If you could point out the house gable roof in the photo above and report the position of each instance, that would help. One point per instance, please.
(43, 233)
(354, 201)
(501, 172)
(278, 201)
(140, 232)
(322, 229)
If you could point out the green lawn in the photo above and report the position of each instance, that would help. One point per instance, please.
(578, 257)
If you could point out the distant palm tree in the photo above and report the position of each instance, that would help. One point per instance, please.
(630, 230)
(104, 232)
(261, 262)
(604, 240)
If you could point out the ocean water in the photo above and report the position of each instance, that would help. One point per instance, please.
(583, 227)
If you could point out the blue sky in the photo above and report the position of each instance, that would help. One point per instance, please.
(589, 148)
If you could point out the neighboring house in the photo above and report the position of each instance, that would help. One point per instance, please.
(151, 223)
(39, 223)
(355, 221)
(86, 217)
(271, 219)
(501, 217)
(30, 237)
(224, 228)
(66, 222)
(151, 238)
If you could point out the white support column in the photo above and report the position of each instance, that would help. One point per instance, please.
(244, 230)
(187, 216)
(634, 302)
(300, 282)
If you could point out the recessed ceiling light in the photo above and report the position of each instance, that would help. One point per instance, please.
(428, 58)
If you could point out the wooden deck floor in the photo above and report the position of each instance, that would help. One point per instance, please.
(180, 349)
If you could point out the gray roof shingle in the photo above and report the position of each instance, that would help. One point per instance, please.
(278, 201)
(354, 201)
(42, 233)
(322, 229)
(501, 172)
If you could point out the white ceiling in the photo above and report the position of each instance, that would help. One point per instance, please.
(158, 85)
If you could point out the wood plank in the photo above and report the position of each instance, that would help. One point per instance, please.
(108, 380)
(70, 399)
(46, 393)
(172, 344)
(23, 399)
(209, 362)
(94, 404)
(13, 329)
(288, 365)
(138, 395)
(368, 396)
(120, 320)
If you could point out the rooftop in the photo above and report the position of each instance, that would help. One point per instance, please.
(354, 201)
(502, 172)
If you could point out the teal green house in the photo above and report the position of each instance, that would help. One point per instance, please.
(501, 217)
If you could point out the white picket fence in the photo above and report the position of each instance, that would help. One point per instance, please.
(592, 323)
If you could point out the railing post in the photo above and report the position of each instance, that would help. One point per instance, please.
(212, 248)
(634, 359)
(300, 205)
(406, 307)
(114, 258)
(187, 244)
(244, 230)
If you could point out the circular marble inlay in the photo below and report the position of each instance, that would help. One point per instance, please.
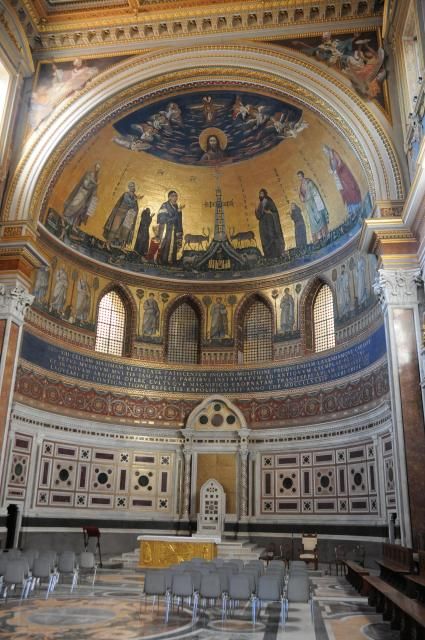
(217, 420)
(69, 615)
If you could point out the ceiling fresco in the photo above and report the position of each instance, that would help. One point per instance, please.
(218, 184)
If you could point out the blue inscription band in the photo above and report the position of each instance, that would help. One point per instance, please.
(254, 380)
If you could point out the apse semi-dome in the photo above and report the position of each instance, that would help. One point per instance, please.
(214, 184)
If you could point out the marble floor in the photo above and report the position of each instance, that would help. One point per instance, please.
(112, 610)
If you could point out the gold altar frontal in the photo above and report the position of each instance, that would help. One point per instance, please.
(158, 552)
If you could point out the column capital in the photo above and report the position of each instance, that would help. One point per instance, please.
(14, 302)
(397, 287)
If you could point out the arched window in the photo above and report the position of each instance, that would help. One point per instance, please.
(257, 333)
(183, 335)
(111, 325)
(323, 319)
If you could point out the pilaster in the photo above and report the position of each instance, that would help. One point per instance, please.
(14, 301)
(397, 291)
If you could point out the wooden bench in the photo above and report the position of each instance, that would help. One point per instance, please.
(405, 614)
(355, 573)
(396, 564)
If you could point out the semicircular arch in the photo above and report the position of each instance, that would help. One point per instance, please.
(114, 91)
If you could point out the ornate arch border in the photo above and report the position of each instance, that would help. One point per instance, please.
(306, 310)
(265, 67)
(171, 307)
(240, 313)
(131, 310)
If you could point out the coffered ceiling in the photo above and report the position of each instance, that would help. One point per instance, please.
(61, 28)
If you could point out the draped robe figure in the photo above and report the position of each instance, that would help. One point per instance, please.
(270, 228)
(119, 226)
(287, 316)
(315, 207)
(82, 201)
(150, 316)
(170, 230)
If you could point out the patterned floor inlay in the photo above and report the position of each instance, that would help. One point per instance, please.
(342, 614)
(113, 610)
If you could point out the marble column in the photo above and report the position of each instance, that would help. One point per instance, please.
(186, 484)
(14, 301)
(397, 291)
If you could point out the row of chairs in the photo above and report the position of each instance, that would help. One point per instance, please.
(228, 583)
(29, 568)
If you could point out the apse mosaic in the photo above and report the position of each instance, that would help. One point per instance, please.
(215, 185)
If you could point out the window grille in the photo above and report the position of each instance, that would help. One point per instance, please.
(111, 322)
(183, 335)
(258, 332)
(323, 320)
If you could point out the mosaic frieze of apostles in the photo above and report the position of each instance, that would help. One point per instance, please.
(58, 81)
(215, 185)
(359, 57)
(72, 294)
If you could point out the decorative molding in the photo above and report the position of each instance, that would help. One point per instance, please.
(79, 401)
(150, 27)
(328, 95)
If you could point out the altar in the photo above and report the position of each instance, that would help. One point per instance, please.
(158, 552)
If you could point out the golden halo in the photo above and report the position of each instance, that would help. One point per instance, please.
(212, 131)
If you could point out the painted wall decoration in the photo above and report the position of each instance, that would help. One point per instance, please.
(220, 127)
(72, 294)
(223, 184)
(57, 81)
(360, 57)
(270, 412)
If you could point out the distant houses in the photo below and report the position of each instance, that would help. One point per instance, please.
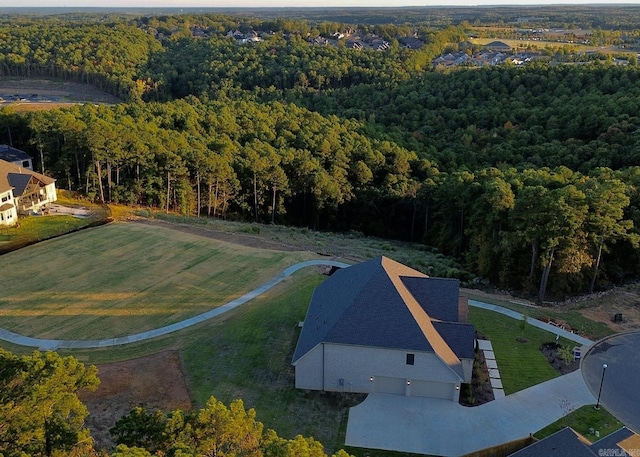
(22, 190)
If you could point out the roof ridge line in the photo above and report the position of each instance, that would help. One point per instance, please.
(394, 270)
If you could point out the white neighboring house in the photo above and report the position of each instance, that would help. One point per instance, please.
(23, 191)
(380, 326)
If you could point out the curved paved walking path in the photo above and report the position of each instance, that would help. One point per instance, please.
(47, 344)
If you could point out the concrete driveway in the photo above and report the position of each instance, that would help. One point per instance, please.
(441, 427)
(620, 389)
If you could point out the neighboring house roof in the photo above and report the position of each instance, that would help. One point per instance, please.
(11, 154)
(497, 45)
(617, 443)
(17, 178)
(382, 303)
(565, 442)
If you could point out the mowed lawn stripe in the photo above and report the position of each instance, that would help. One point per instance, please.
(126, 278)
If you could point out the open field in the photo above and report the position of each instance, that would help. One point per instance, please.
(120, 279)
(244, 354)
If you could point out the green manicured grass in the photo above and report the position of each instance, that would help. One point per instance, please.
(32, 229)
(247, 354)
(581, 420)
(586, 327)
(120, 279)
(521, 365)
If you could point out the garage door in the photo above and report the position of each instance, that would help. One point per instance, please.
(390, 385)
(432, 389)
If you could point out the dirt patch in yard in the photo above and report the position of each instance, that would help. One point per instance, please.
(153, 382)
(158, 381)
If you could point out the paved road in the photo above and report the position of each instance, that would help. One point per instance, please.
(620, 388)
(46, 344)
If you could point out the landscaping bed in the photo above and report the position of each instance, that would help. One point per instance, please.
(552, 351)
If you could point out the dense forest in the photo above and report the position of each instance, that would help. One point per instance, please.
(528, 174)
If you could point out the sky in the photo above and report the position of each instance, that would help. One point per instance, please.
(289, 3)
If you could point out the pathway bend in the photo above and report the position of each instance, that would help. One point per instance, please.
(53, 344)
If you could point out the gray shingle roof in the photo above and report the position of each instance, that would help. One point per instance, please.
(436, 295)
(16, 178)
(360, 305)
(19, 182)
(11, 154)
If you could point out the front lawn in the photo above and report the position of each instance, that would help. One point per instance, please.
(583, 420)
(124, 278)
(521, 365)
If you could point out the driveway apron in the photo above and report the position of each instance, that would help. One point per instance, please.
(441, 427)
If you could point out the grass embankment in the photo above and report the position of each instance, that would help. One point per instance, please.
(32, 229)
(353, 246)
(121, 279)
(582, 420)
(521, 365)
(247, 354)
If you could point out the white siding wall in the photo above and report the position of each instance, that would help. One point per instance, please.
(50, 193)
(8, 216)
(355, 369)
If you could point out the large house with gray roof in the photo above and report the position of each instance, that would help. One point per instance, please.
(380, 326)
(23, 191)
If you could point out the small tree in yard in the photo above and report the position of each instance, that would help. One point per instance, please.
(566, 354)
(522, 325)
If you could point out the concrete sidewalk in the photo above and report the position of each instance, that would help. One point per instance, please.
(582, 341)
(51, 345)
(441, 427)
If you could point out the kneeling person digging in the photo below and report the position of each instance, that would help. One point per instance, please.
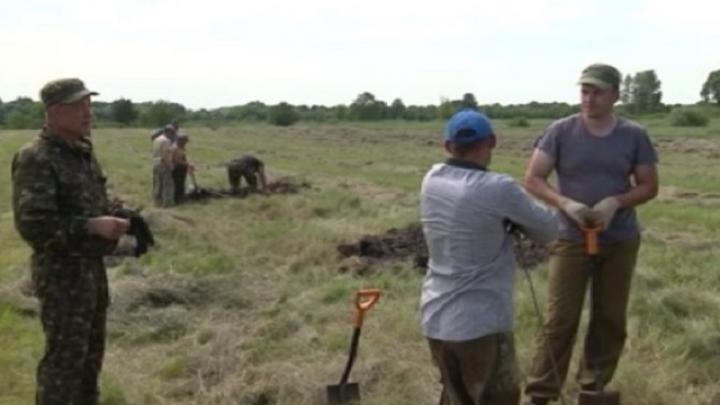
(249, 168)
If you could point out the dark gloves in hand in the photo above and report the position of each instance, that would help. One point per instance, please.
(139, 229)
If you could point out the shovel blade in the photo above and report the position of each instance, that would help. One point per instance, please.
(599, 398)
(343, 394)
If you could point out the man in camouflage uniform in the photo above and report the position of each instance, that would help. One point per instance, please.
(163, 183)
(61, 210)
(251, 169)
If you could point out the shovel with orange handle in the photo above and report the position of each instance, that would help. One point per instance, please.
(598, 395)
(346, 392)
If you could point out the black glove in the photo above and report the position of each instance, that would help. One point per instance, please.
(512, 228)
(139, 229)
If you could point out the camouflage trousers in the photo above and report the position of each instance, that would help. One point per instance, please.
(481, 371)
(163, 186)
(73, 294)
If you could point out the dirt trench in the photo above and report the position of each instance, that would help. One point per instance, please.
(409, 242)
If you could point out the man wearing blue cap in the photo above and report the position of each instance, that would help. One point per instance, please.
(466, 300)
(605, 166)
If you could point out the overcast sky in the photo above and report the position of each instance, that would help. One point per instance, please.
(214, 53)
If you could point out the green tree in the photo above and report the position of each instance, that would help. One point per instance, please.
(162, 112)
(283, 115)
(23, 113)
(123, 111)
(366, 108)
(469, 101)
(711, 88)
(645, 94)
(626, 90)
(397, 109)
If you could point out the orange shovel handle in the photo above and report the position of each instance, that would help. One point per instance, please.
(364, 300)
(591, 243)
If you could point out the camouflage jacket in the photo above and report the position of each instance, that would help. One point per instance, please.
(56, 188)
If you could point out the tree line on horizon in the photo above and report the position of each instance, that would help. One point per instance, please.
(639, 94)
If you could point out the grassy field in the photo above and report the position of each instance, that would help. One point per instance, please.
(247, 302)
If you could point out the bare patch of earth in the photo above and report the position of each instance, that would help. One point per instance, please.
(409, 243)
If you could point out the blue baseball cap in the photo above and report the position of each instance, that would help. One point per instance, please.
(468, 126)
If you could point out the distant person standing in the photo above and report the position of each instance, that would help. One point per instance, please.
(163, 183)
(181, 166)
(249, 168)
(466, 305)
(605, 166)
(62, 211)
(174, 126)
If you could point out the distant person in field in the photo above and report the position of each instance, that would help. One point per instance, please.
(163, 183)
(249, 168)
(181, 166)
(61, 210)
(605, 166)
(466, 301)
(175, 126)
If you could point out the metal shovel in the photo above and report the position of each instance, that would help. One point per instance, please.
(345, 393)
(597, 396)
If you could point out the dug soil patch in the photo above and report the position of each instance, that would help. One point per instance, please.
(280, 186)
(409, 242)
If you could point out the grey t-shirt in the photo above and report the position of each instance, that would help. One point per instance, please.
(467, 290)
(590, 168)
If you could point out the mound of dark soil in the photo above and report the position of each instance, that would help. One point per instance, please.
(393, 244)
(397, 244)
(280, 186)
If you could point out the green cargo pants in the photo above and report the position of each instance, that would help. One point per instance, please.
(568, 280)
(481, 371)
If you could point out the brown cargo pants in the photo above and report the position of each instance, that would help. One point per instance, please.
(481, 371)
(568, 280)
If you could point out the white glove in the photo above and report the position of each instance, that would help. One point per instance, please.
(578, 212)
(604, 210)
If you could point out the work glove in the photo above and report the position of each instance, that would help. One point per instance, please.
(604, 211)
(578, 212)
(139, 229)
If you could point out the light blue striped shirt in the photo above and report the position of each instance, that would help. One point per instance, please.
(467, 290)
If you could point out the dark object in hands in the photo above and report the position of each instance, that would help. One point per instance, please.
(513, 228)
(139, 229)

TASK TO COMPLETE:
Copy out the lines starting at the one containing "If you could point out the green cargo" and ending with the last line of the entries. Include nothing else.

ANSWER TO THIS TASK:
If you could point out the green cargo pants in the photo above and report the position of each instance, that would help. One point per instance, please.
(568, 280)
(481, 371)
If you could point out the brown cargo pants in the photo above and report the position of each instance, that would help. One point per instance, please.
(481, 371)
(568, 280)
If you could point out the white glove in the photo above and report the position of each instance, that would help. One point per instance, please.
(578, 212)
(604, 210)
If you could point out the work glove in the photo above and report the position of each instance, that would help. One point per instance, please.
(604, 211)
(578, 212)
(139, 229)
If you could point out the light blue striped shirt in the photo above and report the position of each instance, that would help. One point per instance, please.
(467, 290)
If you could point out the dark object in hands in the photo above and report the position of each instance, that would help. One point per instance, please.
(513, 228)
(139, 229)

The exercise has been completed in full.